> Document segment
In research published this week, National Bank of Kuwait (NBK) evaluated the state of oil markets for 1Q19 and provided an outlook for the second and third quarters. Improving oil prices have been driven by a tightening market, with production cuts across a number of global producers. Opec’s efforts to set production limits, in addition to commitments to the Vienna Agreement, have resulted in significant reductions in output by leading oil producers.


Opec-11 compliance reached 106 per cent in February, with aggregate production falling by 812 kb/d. Non-Opec compliance improved to 52 per cent in February, from 25 per cent in January of this year. Russia recently reiterated that it intends to fully comply soon.


Political turmoil has resulted in a supply adjustment, with output from Venezuela, Libya and Iran falling.


Even in the US, supply has been less bullish. While US crude production continues to break new ground, the number of oil drilling rigs has fallen for six consecutive weeks, by 7.8 per cent in 2019.


NBK Group Chief Economist, Dr Saade Chami, commented: “We expect oil prices to firm up over the second and third quarter of this year, as estimated global oil demand remains unchanged and the demand/supply balance flips into deficit for the second and third quarter of the year. The possible non-renewal of the 180-day US sanctions waivers on Iran expiring in early May will have a significant impact on oil markets, with a potential reduction in supply of several thousand barrels. However, experience taught us that oil prices are subject to large swings as we have witnessed recently”


The report indicates that a more aggressive response vis-à-vis Iran in the context of falling Venezuelan production could lead to an even tighter market, especially in heavy crude, and propel crude prices above what US president Donald Trump would be comfortable with. Extending the waivers for another six months or slowly tightening the criteria, by reducing the list of countries eligible for waivers, might become an attractive middle way for the US.


Dr Chami continued: “Of course, the oil price outlook rests on several moving parts, both economic and political, and not all of which will necessarily come into play to the extent envisaged – or at all – during the remainder of the year. Policy changes, global geopolitical conditions and market dynamics will continue to affect a rapidly shifting price environment.”


Downside risks to oil prices could include greater-than-expected US shale-led supply gains; termination of the Opec+ supply agreement in June, or under-compliance by a few members; and a further weakening of global economic growth.


The International Maritime Organization’s 2020 regulations, set to come into effect next year, will put upward pressure on diesel and crude oil prices. With maritime shipping accounting for 3 per cent of demand for oil, ships will now be required to shift from high-Sulphur fuel oil to low-Sulphur diesel/gas oil. The oil price impact of this development could be asymmetrical, with upward price pressure on light sweet crudes such as Brent, which are low in Sulphur, and downward pressure on higher levels of Sulphur.

[Segmentation dataset records]
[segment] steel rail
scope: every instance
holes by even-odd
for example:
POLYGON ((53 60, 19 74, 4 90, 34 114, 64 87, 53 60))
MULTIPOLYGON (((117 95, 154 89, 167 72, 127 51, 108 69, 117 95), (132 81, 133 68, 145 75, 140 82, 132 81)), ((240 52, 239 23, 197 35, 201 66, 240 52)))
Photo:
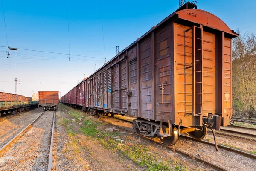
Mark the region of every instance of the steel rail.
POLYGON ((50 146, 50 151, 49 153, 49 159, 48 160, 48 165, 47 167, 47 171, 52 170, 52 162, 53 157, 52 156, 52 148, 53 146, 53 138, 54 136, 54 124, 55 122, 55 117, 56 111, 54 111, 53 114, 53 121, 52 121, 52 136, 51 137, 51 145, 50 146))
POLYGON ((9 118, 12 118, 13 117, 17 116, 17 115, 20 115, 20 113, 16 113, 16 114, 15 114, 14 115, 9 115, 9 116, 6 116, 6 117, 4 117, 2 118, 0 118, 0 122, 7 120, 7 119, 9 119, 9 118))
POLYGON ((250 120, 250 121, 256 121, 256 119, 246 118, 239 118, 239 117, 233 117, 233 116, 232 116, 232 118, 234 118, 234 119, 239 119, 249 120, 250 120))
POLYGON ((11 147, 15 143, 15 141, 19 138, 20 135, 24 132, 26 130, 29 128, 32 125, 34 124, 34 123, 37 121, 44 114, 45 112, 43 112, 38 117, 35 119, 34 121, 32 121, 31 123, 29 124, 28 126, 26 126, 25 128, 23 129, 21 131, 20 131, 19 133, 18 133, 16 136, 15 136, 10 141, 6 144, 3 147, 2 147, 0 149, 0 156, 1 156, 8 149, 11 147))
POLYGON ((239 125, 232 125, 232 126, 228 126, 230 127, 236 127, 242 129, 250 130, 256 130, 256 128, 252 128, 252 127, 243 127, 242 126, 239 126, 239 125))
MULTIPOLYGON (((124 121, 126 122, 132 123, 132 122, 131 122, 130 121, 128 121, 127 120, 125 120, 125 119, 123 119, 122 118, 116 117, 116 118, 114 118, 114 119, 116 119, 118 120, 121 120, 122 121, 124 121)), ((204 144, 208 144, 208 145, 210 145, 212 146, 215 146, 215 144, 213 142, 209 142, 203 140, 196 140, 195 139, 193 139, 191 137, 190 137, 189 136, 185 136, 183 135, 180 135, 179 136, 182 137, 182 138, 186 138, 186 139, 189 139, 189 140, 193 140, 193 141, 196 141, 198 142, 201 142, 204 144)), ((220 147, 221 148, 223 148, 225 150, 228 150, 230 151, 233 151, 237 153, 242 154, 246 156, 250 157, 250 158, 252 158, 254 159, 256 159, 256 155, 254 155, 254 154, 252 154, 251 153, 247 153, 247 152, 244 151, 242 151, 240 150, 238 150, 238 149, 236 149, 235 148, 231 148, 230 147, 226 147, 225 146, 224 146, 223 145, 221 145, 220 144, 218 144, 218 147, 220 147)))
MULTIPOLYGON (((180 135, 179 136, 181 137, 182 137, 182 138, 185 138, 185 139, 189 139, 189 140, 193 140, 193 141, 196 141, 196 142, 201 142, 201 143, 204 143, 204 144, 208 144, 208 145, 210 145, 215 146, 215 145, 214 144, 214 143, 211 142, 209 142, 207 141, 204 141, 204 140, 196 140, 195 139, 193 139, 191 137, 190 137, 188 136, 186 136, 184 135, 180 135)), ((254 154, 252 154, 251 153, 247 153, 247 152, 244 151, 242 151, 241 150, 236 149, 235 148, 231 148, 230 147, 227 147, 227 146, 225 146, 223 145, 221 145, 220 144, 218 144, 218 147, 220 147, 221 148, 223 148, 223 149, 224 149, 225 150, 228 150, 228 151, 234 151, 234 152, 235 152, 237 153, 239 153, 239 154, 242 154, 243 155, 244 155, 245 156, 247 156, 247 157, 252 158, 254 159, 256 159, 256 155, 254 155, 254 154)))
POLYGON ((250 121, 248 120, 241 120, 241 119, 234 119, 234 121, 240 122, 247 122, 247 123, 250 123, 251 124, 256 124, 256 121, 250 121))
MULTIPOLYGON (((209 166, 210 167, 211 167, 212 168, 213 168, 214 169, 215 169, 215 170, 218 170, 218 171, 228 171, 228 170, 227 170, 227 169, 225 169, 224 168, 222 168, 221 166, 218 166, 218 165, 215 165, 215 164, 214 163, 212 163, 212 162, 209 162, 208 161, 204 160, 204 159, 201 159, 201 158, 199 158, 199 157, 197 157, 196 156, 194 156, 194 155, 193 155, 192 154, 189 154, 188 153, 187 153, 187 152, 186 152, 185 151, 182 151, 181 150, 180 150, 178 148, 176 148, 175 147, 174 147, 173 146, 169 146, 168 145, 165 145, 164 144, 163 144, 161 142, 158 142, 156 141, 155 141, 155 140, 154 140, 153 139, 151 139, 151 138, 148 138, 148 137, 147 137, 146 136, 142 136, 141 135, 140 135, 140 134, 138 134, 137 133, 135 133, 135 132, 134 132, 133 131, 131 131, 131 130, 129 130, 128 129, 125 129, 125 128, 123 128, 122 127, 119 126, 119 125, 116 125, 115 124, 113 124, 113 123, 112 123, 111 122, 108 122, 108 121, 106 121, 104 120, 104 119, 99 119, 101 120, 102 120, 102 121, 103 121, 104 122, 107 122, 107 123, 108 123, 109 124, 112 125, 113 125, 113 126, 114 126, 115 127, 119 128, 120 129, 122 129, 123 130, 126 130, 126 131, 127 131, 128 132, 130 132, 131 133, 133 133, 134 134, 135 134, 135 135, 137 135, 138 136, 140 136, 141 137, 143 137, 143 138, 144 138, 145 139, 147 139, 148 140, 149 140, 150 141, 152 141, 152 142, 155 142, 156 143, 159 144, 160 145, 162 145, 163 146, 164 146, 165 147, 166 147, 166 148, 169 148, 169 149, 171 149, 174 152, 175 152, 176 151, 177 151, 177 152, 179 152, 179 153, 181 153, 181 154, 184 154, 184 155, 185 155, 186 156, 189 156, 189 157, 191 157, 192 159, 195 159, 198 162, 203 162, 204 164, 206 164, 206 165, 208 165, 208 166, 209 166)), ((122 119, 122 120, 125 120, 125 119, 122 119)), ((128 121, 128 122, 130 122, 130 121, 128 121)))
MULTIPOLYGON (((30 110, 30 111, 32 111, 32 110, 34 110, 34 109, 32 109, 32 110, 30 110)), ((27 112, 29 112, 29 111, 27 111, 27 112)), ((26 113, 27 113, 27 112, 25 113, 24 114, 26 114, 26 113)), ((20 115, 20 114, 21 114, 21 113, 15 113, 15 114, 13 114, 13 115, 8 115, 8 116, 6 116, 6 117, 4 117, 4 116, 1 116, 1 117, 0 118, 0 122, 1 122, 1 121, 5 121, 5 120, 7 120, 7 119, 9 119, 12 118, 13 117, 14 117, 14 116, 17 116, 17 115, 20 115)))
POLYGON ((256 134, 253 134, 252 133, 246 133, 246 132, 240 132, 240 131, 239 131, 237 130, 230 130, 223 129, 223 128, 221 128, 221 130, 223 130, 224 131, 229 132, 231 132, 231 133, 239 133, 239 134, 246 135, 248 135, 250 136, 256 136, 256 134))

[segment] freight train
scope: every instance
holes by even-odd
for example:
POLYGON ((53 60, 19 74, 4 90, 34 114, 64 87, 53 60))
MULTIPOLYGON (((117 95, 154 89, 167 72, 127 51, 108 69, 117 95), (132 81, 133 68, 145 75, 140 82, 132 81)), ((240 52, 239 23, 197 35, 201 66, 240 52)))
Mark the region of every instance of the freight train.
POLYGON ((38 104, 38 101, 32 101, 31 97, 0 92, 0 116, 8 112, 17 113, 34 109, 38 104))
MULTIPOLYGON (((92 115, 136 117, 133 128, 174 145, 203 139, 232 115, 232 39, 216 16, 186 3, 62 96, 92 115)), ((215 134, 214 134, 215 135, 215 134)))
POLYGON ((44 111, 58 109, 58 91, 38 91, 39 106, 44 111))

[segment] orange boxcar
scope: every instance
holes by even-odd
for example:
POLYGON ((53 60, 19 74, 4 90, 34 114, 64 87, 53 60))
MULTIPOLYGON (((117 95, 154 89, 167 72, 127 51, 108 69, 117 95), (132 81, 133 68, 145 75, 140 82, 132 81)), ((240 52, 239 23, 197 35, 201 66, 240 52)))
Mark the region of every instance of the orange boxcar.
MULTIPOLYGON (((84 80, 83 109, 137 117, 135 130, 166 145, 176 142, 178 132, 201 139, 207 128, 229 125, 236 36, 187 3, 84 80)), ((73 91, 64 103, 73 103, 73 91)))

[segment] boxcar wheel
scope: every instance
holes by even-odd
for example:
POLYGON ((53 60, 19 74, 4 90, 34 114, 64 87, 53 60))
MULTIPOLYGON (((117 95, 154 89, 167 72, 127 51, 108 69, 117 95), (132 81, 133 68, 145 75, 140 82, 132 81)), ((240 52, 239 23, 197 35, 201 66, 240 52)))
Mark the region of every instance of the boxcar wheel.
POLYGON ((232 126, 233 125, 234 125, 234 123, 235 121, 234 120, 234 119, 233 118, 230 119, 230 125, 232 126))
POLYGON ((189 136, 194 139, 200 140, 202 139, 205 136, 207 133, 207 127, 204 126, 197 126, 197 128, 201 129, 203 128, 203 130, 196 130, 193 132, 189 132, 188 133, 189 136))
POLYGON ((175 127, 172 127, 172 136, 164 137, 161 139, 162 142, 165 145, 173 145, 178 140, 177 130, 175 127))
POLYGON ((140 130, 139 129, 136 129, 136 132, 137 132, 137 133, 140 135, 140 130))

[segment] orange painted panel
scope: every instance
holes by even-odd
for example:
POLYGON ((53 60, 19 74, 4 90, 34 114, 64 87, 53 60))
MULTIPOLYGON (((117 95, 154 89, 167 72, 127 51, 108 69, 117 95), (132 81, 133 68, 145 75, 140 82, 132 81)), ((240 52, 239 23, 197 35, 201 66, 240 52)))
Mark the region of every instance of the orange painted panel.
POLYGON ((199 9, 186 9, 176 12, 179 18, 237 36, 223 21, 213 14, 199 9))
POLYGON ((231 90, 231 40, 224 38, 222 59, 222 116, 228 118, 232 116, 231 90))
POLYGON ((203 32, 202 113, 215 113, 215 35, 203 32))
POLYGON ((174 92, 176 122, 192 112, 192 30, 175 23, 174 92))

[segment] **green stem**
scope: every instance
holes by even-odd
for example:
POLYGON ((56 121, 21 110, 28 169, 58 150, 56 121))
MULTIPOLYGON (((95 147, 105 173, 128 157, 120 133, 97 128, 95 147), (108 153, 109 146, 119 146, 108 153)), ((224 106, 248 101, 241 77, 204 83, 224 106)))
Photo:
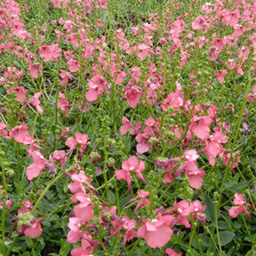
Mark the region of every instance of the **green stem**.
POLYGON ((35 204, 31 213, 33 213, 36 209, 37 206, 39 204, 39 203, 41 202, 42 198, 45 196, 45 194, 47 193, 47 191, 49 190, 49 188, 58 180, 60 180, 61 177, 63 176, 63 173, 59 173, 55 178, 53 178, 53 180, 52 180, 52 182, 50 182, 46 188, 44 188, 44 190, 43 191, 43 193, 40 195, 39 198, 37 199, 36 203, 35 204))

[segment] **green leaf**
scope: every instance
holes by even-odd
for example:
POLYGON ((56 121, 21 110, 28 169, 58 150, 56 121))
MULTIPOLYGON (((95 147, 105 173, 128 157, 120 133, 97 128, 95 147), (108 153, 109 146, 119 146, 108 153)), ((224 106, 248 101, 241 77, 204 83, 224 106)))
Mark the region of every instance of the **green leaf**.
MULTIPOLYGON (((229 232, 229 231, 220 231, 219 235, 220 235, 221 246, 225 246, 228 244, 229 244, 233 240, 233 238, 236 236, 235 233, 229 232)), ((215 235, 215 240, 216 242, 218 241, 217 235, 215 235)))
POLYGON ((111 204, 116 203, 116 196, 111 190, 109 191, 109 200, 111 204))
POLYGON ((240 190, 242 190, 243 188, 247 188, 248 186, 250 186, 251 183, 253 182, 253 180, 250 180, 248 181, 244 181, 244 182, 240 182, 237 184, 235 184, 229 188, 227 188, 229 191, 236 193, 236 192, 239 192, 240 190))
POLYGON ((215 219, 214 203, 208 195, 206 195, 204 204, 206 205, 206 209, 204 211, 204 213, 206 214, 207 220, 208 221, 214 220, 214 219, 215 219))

> Task instructions
1. Write out the part of the oil market report starting at "Opec-11 compliance reached" and ending at "fully comply soon.".
2. According to the oil market report, what level did Non-Opec compliance reach in February?
3. Which countries does the oil market report name as having falling output because of political turmoil?
Rely solely on the oil market report when you respond.

> Responses
1.
Opec-11 compliance reached 106 per cent in February, with aggregate production falling by 812 kb/d. Non-Opec compliance improved to 52 per cent in February, from 25 per cent in January of this year. Russia recently reiterated that it intends to fully comply soon.

2. 52 per cent

3. Venezuela, Libya, Iran